▸ **WRITTEN REQUEST 1**: Show each line of the records that contains the string "hoodie".
▸ **WRITTEN REQUEST 2**: Resume the mailing-list thread about overlong waits in receive after, picking up right after its last line.

▸ **SUPPLIED TEXT**:
══════

[erlang-questions] Overlong wait in receive after

Robert Raschke rtrlists@REDACTED
Mon Feb 22 14:31:57 CET 2010


On Fri, Feb 19, 2010 at 7:55 PM, Michael <erlangy@REDACTED> wrote:

> On Fri, Feb 19, 2010 at 05:33:36PM +0000, Robert Raschke wrote:
> > Hi,
> >
> > has anyone encountered spurious overlong waits using receive ... after?
> That
> > is, the code says "after 1000 ->" but it's way longer than 1 second
> before
> > it gets there.
> >
> > My code starts a Java jinterface node, the Java code creates the node,
> > creates an mbox, and waits a minute for a message to appear and sends one
> > back.
> >
> > The Erlang code starts the Java as a port program, and starts sending ok
> > messages to the registered mbox of the Java program spaced 1 second
> apart.
> > My logging indicates that the sending of the messages is actually spaced
> > somewhere between 5 and 12 seconds apart!

══════

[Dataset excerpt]
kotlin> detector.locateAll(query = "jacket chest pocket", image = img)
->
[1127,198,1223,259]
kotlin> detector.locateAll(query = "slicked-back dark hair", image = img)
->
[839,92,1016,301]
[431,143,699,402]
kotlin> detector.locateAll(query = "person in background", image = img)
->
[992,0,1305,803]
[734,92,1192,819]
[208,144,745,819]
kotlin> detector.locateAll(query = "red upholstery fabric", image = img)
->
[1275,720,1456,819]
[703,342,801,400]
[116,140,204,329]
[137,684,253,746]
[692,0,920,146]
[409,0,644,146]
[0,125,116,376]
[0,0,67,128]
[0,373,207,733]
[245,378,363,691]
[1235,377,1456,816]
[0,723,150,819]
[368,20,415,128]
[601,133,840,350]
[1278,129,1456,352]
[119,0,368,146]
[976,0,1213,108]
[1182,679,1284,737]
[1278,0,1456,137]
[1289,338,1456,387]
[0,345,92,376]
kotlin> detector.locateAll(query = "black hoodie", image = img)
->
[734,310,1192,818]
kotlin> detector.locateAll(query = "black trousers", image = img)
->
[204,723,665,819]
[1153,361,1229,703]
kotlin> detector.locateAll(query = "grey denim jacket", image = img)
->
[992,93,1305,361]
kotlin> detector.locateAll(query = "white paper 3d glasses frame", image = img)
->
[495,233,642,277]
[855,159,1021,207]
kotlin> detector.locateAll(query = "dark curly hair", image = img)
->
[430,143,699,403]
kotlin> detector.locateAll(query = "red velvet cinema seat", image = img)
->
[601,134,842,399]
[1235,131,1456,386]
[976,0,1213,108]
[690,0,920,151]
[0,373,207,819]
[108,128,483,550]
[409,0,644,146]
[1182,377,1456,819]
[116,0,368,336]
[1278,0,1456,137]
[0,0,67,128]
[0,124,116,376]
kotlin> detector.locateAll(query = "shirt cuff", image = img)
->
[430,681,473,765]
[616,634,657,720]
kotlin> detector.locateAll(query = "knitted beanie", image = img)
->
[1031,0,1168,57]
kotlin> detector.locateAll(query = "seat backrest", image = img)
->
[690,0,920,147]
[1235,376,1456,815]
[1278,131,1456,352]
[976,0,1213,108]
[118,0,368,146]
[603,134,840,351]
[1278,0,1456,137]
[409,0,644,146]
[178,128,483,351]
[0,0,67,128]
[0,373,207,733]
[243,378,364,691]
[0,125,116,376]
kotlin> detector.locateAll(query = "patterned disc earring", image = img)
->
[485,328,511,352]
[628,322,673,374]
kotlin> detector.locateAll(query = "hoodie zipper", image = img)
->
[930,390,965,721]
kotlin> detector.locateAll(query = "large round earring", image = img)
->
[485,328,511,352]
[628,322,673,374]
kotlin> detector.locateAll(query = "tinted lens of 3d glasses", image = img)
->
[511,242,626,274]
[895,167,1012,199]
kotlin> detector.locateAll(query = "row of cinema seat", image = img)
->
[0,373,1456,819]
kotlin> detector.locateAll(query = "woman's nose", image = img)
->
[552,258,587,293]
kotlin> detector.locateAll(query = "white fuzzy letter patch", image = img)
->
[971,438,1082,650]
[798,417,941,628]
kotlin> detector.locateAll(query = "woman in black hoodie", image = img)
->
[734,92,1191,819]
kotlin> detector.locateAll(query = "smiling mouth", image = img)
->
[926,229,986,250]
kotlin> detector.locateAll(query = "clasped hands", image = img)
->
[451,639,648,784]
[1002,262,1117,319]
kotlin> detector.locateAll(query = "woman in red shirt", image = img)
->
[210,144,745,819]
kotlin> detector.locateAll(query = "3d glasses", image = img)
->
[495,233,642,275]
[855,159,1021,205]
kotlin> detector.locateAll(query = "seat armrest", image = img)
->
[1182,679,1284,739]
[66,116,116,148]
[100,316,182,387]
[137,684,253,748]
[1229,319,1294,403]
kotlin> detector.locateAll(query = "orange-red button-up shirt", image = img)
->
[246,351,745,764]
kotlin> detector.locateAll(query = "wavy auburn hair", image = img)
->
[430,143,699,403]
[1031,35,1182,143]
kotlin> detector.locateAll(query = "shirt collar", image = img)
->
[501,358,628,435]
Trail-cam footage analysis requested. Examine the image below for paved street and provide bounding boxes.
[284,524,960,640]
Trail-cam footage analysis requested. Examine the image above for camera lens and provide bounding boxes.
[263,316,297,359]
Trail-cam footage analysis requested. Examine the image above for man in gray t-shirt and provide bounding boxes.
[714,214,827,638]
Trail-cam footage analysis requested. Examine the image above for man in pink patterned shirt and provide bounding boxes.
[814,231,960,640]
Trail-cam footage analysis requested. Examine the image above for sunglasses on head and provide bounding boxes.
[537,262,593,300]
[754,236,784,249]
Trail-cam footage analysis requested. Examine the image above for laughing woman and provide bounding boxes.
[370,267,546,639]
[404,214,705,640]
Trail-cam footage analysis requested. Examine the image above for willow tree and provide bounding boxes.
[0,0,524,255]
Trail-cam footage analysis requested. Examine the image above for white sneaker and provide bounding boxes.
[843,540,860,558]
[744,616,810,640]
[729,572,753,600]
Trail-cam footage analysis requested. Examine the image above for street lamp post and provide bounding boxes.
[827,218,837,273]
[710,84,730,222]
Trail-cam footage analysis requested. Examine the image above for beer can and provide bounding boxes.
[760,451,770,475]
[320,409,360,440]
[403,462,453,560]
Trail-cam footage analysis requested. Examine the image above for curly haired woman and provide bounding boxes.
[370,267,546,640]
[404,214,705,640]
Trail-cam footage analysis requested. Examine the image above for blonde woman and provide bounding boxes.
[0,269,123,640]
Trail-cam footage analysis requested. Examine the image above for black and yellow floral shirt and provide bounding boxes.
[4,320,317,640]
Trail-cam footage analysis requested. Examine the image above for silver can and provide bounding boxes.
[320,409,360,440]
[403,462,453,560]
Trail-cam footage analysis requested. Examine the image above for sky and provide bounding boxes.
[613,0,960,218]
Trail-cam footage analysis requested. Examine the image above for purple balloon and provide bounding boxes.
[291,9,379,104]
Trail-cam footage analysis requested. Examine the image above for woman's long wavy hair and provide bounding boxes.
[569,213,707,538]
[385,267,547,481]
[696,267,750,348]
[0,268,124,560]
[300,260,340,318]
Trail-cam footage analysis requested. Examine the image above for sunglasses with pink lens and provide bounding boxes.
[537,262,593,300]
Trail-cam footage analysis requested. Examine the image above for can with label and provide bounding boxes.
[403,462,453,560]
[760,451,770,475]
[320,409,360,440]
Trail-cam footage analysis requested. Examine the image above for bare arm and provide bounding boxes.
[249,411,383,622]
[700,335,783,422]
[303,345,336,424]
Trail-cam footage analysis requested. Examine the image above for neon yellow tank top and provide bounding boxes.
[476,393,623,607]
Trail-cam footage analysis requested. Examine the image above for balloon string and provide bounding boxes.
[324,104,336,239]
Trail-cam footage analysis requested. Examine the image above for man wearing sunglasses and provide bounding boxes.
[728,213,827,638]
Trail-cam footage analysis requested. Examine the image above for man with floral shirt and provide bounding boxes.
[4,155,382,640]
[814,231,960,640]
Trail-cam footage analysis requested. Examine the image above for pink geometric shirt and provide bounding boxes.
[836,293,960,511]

══════

▸ **FINAL ANSWER 1**:
kotlin> detector.locateAll(query = "black hoodie", image = img)
kotlin> detector.locateAll(query = "hoodie zipper", image = img)
kotlin> detector.locateAll(query = "woman in black hoodie", image = img)

▸ **FINAL ANSWER 2**:
> >
> > This is on a Windows 2003 Server running R12B-5.
> >
> > In Erlang (started with -sname "erl@REDACTED") this is roughly what's
> > happening (apologies for typos):
> >
> > run() ->
> >     Node_Name = "foo@REDACTED",
> >     Mbox = {box, list_to_atom(Node_Name)},
> >     Port_Pid = spawn_link(?MODULE, run_port_program, [Node_Name,
> > atom_to_list(erlang:get_cookie())]),
> >     {ok, Java_Pid} = shake_hands(Mbox, 0).
> >
> > shake_hands(Mbox, N) when N < 50 ->
> >     error_logger:info_report([{module, ?MODULE}, {handshake, N}, {mbox,
> > Mbox}]),
> >     Mbox ! {self(), ok},
> >     receive
> >         {ok, Pid} ->
> >             {ok, Pid}
> >     after 1000 ->
> >         error_logger:error_report([{module, ?MODULE}, {'handshake
> timeout',
> > N}]),
> >         shake_hands(Mbox, N+1)
> >     end;
> ^^^^^^^^^^^^^^^^^^^^^^^^^^^^^^^^^^^^^^^^^^^^^^^^^^^^^^^^^^^^^^^^^^^^^
>
>  Seems likely that messages other than {ok, Pid} are coming in
>  and growing the message queue.
>
>  try adding a catchall to check ...
>
>
> >     receive
> >         {ok, Pid} ->
> >             {ok, Pid}
>
>
>       ; _Other -> io:fwrite("Catchall: ~p~n", [_Other])
>
>
> >     after 1000 ->
>
>
>  then, presuming it's junk, you can just throw the spurious msgs out
>
>
> ~Michael
>
>

I am currently trying to narrow down where the time is going, and I have a
feeling that it is actually delaying on the send operation, not the receive.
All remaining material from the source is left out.